**Given information:**
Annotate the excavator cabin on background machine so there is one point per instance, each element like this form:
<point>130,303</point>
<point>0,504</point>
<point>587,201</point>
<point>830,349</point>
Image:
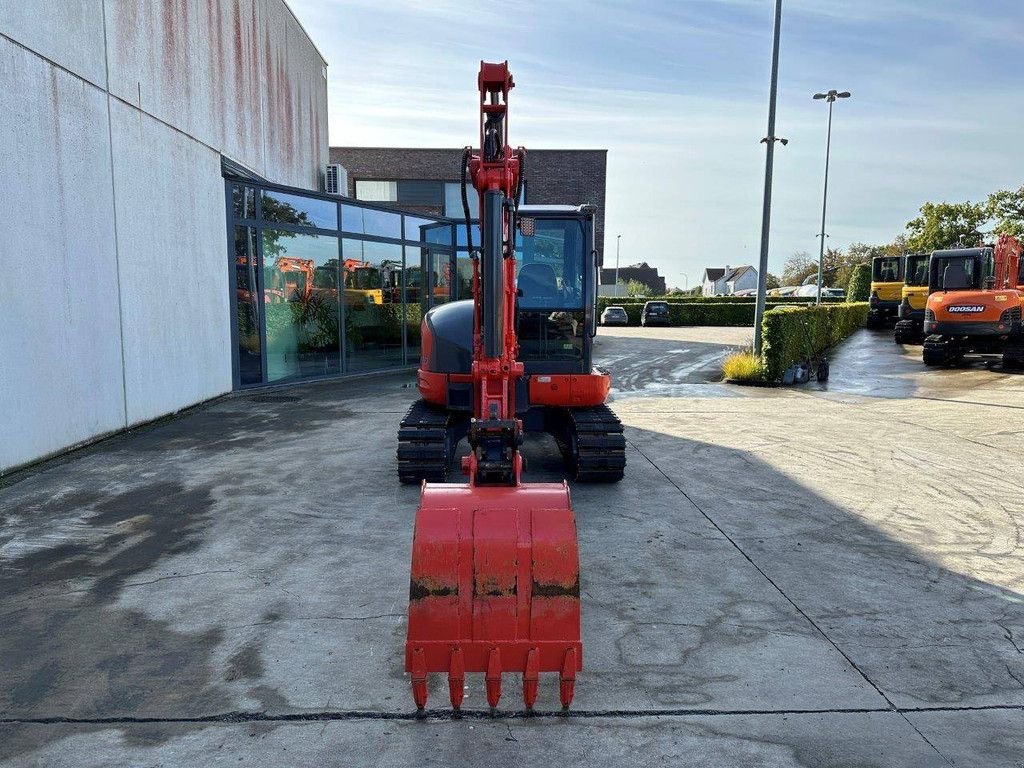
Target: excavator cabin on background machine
<point>495,583</point>
<point>914,296</point>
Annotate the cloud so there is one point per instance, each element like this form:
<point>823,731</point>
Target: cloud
<point>677,92</point>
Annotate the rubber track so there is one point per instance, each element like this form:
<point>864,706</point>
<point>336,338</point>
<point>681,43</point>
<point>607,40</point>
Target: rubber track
<point>424,444</point>
<point>600,444</point>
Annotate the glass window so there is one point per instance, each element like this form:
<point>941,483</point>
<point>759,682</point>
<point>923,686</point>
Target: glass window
<point>550,263</point>
<point>416,227</point>
<point>377,192</point>
<point>372,276</point>
<point>300,295</point>
<point>414,311</point>
<point>439,233</point>
<point>916,270</point>
<point>247,305</point>
<point>956,273</point>
<point>245,202</point>
<point>300,211</point>
<point>547,335</point>
<point>461,235</point>
<point>464,276</point>
<point>371,221</point>
<point>415,193</point>
<point>453,201</point>
<point>888,269</point>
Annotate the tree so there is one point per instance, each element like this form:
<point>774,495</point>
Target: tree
<point>1007,207</point>
<point>943,224</point>
<point>860,284</point>
<point>798,267</point>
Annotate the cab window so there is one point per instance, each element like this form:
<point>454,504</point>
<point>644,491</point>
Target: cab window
<point>887,269</point>
<point>549,263</point>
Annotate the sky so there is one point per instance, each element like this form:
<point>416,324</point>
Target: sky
<point>678,94</point>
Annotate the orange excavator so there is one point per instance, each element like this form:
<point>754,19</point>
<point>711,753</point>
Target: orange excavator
<point>495,583</point>
<point>974,304</point>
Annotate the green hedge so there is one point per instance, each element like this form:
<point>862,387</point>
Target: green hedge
<point>792,334</point>
<point>706,312</point>
<point>860,284</point>
<point>624,301</point>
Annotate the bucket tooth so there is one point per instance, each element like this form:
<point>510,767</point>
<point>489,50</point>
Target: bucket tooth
<point>566,680</point>
<point>494,678</point>
<point>529,679</point>
<point>457,679</point>
<point>419,679</point>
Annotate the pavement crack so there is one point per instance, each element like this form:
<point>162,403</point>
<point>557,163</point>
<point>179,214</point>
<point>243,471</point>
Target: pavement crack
<point>1010,636</point>
<point>485,715</point>
<point>175,576</point>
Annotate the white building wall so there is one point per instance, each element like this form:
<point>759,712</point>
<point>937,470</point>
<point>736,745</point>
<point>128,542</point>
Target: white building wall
<point>119,312</point>
<point>59,334</point>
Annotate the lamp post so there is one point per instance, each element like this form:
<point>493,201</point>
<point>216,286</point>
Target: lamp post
<point>770,139</point>
<point>830,97</point>
<point>619,242</point>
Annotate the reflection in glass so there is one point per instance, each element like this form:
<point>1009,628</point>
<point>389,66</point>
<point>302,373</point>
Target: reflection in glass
<point>549,264</point>
<point>464,276</point>
<point>245,202</point>
<point>371,221</point>
<point>461,229</point>
<point>416,227</point>
<point>372,276</point>
<point>247,305</point>
<point>556,336</point>
<point>300,294</point>
<point>298,210</point>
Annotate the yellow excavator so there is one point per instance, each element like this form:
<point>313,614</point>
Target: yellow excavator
<point>887,289</point>
<point>910,326</point>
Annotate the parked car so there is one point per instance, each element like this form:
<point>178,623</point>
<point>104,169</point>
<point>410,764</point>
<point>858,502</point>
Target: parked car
<point>654,313</point>
<point>614,315</point>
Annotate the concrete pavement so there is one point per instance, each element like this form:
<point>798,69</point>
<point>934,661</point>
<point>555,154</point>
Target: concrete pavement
<point>822,576</point>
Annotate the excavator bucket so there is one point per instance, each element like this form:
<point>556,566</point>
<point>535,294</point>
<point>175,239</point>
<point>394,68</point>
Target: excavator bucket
<point>495,588</point>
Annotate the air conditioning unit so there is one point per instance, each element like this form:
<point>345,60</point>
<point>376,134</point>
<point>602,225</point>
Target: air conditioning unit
<point>336,180</point>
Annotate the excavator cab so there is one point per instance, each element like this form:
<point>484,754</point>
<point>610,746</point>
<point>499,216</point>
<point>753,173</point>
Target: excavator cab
<point>557,288</point>
<point>914,295</point>
<point>887,287</point>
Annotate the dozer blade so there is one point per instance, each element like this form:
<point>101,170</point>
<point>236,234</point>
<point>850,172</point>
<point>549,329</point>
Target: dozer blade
<point>495,588</point>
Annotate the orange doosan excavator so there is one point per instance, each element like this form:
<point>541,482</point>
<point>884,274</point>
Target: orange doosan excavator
<point>495,584</point>
<point>975,297</point>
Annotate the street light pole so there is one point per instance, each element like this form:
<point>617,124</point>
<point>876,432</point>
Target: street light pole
<point>619,242</point>
<point>770,139</point>
<point>830,96</point>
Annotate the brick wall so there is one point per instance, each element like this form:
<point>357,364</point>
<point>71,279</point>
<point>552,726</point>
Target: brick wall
<point>553,176</point>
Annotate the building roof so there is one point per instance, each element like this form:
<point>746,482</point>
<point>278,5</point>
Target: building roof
<point>739,270</point>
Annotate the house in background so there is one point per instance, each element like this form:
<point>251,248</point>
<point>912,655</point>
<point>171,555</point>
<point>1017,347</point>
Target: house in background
<point>642,272</point>
<point>719,282</point>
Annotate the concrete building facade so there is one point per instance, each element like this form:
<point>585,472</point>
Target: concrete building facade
<point>427,180</point>
<point>118,115</point>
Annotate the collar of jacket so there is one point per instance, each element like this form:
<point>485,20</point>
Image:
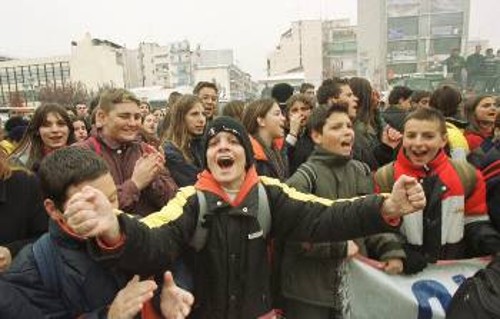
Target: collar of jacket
<point>3,191</point>
<point>112,144</point>
<point>258,149</point>
<point>436,165</point>
<point>476,130</point>
<point>206,182</point>
<point>328,158</point>
<point>64,235</point>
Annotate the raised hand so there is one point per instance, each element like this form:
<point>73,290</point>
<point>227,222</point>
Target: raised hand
<point>393,266</point>
<point>176,302</point>
<point>147,168</point>
<point>89,213</point>
<point>407,197</point>
<point>5,258</point>
<point>128,302</point>
<point>352,249</point>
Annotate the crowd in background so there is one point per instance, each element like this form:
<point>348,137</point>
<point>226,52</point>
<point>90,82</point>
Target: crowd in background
<point>339,140</point>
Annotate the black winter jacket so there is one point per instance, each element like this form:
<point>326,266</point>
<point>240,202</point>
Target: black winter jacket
<point>97,286</point>
<point>232,273</point>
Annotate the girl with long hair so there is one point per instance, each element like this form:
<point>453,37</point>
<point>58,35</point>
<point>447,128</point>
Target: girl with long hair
<point>266,125</point>
<point>49,129</point>
<point>182,141</point>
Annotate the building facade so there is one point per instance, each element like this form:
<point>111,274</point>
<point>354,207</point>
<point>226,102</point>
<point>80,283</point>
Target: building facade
<point>232,82</point>
<point>397,37</point>
<point>316,48</point>
<point>92,62</point>
<point>26,76</point>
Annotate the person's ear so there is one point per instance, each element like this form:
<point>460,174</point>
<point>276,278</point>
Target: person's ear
<point>261,122</point>
<point>100,116</point>
<point>317,137</point>
<point>444,140</point>
<point>52,210</point>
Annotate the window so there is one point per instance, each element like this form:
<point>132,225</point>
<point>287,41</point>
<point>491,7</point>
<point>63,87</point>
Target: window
<point>445,45</point>
<point>402,27</point>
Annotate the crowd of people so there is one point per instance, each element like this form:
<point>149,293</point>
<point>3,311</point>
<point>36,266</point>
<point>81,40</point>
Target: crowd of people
<point>118,210</point>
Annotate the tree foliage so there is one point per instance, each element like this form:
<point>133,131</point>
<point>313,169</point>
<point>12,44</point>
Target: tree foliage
<point>16,99</point>
<point>68,95</point>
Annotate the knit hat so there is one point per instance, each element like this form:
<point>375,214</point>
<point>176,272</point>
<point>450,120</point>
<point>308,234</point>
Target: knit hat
<point>281,92</point>
<point>230,125</point>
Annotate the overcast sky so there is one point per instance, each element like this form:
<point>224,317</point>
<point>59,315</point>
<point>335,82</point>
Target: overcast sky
<point>37,28</point>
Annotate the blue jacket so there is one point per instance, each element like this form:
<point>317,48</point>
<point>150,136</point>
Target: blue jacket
<point>96,285</point>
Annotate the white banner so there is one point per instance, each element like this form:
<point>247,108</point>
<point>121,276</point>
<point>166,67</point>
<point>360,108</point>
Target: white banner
<point>425,295</point>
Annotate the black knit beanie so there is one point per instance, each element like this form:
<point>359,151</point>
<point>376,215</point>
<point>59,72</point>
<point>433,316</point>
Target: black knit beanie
<point>230,125</point>
<point>281,92</point>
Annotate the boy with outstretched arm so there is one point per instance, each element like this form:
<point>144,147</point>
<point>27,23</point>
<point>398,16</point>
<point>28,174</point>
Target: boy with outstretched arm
<point>454,224</point>
<point>55,274</point>
<point>232,272</point>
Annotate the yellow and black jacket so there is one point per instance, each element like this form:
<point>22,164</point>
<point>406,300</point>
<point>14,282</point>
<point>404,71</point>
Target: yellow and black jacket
<point>232,272</point>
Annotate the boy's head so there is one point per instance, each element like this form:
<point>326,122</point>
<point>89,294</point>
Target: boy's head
<point>66,171</point>
<point>299,105</point>
<point>401,95</point>
<point>424,135</point>
<point>119,115</point>
<point>331,128</point>
<point>228,151</point>
<point>209,96</point>
<point>338,91</point>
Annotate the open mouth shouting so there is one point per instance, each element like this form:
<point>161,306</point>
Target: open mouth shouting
<point>225,162</point>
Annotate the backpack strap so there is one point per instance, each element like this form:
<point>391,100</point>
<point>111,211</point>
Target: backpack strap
<point>467,174</point>
<point>384,178</point>
<point>307,170</point>
<point>200,235</point>
<point>264,213</point>
<point>47,260</point>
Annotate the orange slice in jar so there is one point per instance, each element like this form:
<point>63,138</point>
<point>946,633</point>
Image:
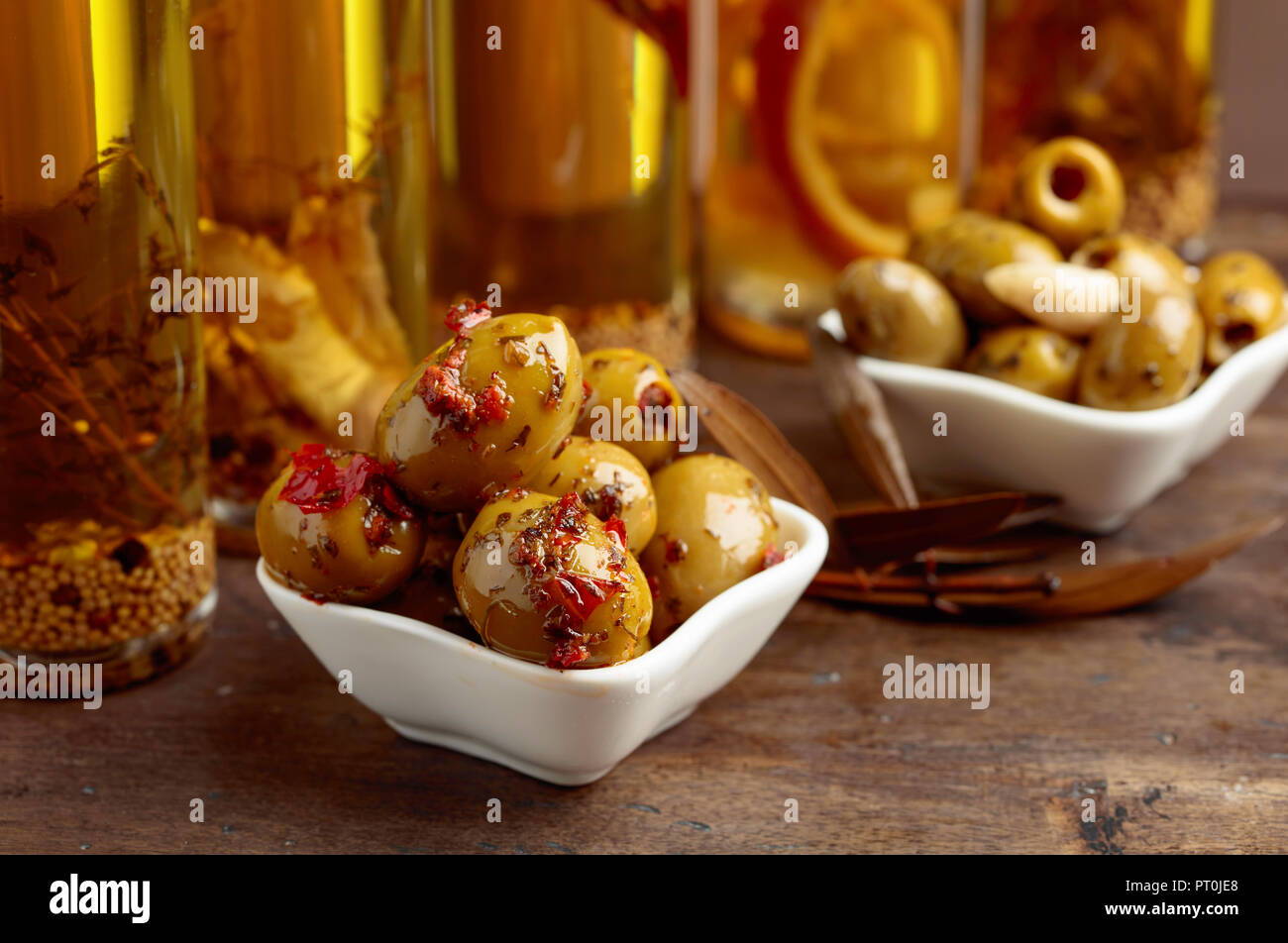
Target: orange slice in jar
<point>851,119</point>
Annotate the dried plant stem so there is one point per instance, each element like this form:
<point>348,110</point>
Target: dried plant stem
<point>93,415</point>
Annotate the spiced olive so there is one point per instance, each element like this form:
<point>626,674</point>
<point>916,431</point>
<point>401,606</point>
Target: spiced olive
<point>544,579</point>
<point>482,411</point>
<point>961,249</point>
<point>335,527</point>
<point>1070,189</point>
<point>900,312</point>
<point>1150,269</point>
<point>1033,359</point>
<point>632,402</point>
<point>715,527</point>
<point>608,479</point>
<point>1145,364</point>
<point>1240,298</point>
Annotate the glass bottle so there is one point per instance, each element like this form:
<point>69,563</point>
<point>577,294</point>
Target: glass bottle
<point>312,136</point>
<point>106,553</point>
<point>1132,75</point>
<point>561,165</point>
<point>835,133</point>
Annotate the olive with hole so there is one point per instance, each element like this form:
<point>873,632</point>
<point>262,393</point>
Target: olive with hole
<point>898,311</point>
<point>544,579</point>
<point>482,411</point>
<point>608,479</point>
<point>1145,364</point>
<point>333,526</point>
<point>1131,257</point>
<point>1033,359</point>
<point>1241,299</point>
<point>715,528</point>
<point>1070,189</point>
<point>632,402</point>
<point>960,250</point>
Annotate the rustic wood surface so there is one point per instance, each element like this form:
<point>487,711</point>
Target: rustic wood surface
<point>1132,710</point>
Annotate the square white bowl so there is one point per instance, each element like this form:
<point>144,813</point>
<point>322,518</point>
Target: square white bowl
<point>565,727</point>
<point>1104,464</point>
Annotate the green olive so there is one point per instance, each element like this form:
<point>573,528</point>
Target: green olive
<point>1241,299</point>
<point>542,579</point>
<point>715,527</point>
<point>316,540</point>
<point>482,411</point>
<point>609,480</point>
<point>1070,189</point>
<point>960,250</point>
<point>1145,364</point>
<point>1127,256</point>
<point>900,312</point>
<point>1034,359</point>
<point>632,402</point>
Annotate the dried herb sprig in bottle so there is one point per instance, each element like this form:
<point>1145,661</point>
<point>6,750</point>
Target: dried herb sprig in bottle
<point>106,553</point>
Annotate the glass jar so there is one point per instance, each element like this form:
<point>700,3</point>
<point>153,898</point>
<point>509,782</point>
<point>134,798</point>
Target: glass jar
<point>835,133</point>
<point>561,166</point>
<point>1132,75</point>
<point>106,554</point>
<point>312,136</point>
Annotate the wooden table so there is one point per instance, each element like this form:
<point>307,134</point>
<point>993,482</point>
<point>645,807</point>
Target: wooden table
<point>1132,710</point>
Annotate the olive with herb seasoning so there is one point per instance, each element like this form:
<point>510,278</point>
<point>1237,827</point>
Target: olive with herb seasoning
<point>608,479</point>
<point>1145,364</point>
<point>1240,298</point>
<point>1033,359</point>
<point>964,248</point>
<point>335,527</point>
<point>632,402</point>
<point>483,410</point>
<point>542,579</point>
<point>898,311</point>
<point>715,527</point>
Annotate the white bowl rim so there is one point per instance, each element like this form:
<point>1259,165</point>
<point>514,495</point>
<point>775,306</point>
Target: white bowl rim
<point>695,631</point>
<point>1183,414</point>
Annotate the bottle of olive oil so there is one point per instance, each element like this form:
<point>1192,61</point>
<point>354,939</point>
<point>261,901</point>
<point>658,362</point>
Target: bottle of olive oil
<point>106,553</point>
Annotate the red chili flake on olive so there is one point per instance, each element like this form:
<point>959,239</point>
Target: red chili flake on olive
<point>318,484</point>
<point>617,527</point>
<point>446,397</point>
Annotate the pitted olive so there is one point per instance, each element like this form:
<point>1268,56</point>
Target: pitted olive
<point>1070,189</point>
<point>1241,299</point>
<point>632,402</point>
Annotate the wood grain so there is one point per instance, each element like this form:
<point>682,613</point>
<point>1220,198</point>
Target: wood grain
<point>1132,710</point>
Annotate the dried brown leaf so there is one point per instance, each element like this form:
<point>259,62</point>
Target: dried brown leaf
<point>859,410</point>
<point>748,437</point>
<point>879,534</point>
<point>1077,590</point>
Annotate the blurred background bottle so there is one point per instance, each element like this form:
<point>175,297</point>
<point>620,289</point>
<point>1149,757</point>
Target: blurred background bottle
<point>106,553</point>
<point>312,136</point>
<point>561,165</point>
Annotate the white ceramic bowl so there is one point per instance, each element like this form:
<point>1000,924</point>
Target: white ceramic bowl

**Exercise directions:** Reproduce the entries verbatim, starting from the first line and stopping after the line that contains "<point>549,263</point>". Omit the pictures.

**Result of the exercise:**
Annotate the excavator cabin on background machine so there is one point per instance, each element like this form:
<point>130,303</point>
<point>0,504</point>
<point>587,201</point>
<point>830,349</point>
Image:
Target: excavator cabin on background machine
<point>495,583</point>
<point>914,296</point>
Annotate the cloud so there is one point per instance, each element like this form:
<point>823,731</point>
Target: cloud
<point>677,92</point>
Annotate the rubber track so there is one point per instance, each element like this form:
<point>864,706</point>
<point>336,338</point>
<point>681,43</point>
<point>607,40</point>
Target: rubber track
<point>424,444</point>
<point>600,444</point>
Annotate the glass window so there is one point per instance, each element like this form:
<point>941,483</point>
<point>759,682</point>
<point>923,686</point>
Target: glass window
<point>550,263</point>
<point>416,227</point>
<point>377,192</point>
<point>372,276</point>
<point>300,295</point>
<point>414,311</point>
<point>439,233</point>
<point>916,270</point>
<point>247,305</point>
<point>956,273</point>
<point>245,202</point>
<point>300,211</point>
<point>547,335</point>
<point>461,235</point>
<point>464,276</point>
<point>371,221</point>
<point>415,193</point>
<point>453,201</point>
<point>888,269</point>
Annotate the tree so there is one point per instance, each element like this form:
<point>774,495</point>
Target: tree
<point>1007,207</point>
<point>943,224</point>
<point>860,284</point>
<point>798,267</point>
Annotate the cab window so there is one point per instance, each element like this form:
<point>454,504</point>
<point>644,491</point>
Target: cab window
<point>887,269</point>
<point>549,263</point>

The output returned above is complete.